*Required work*
Write out every line of the data below with no changes.

Rows from a dataset:
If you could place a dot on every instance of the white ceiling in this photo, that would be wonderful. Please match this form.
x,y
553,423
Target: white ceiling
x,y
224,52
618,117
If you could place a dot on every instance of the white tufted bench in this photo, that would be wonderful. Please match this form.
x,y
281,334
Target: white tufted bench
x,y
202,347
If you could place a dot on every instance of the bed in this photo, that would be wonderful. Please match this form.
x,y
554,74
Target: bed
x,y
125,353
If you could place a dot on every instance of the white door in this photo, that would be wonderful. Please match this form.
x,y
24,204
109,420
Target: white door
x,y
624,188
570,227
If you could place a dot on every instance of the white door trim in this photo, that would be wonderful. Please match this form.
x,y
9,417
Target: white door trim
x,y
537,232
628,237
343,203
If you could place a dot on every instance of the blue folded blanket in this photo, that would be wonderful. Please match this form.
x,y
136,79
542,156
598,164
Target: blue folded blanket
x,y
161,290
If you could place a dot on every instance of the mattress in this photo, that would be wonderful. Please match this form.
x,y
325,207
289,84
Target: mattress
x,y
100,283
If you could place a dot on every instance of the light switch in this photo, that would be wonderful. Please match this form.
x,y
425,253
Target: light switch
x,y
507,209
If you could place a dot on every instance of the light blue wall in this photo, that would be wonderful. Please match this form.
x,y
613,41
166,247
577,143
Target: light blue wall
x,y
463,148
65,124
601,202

*Answer below*
If you could place a dot on every instance of the white ceiling in this photo, that would be wonderful. Please match this form.
x,y
553,423
Target: white ceiling
x,y
224,52
618,117
If you could place a dot on every instance of the white tufted bench in this photo, that would be wonderful. Please match this form.
x,y
281,334
Target: white tufted bench
x,y
202,347
If you could place a dot on every instance of the bed in this photo, that would be wonderful. Please match this form.
x,y
554,74
Target: bed
x,y
125,353
If you could place a dot on every instance of the white door in this photo, that would be wonderful. Please match this form.
x,y
24,204
109,420
Target: white door
x,y
624,188
570,227
If you could place a dot on every instance of the white door trim in this photo, that would be wonderful. Please match this form.
x,y
9,417
Target: white door trim
x,y
537,232
628,237
343,203
If you could place a dot on every instance of the blue folded blanket in this photo, that would be wonderful. Please match this form.
x,y
136,79
542,156
598,164
Target: blue folded blanket
x,y
161,290
If you could place a dot on every instance of the mattress in this photo, that would be wonderful. Please match this form.
x,y
325,207
289,84
Target: mattress
x,y
100,283
If you could place a dot on every instance of the light switch in this photo, that would be wonderful. Please match this form.
x,y
425,253
Target: light switch
x,y
507,209
If you could place a dot on every instance of the light blue wall in this photo, that would be wonderful. Please match this form.
x,y
613,41
166,247
577,143
Target: light blue wall
x,y
463,148
65,124
601,202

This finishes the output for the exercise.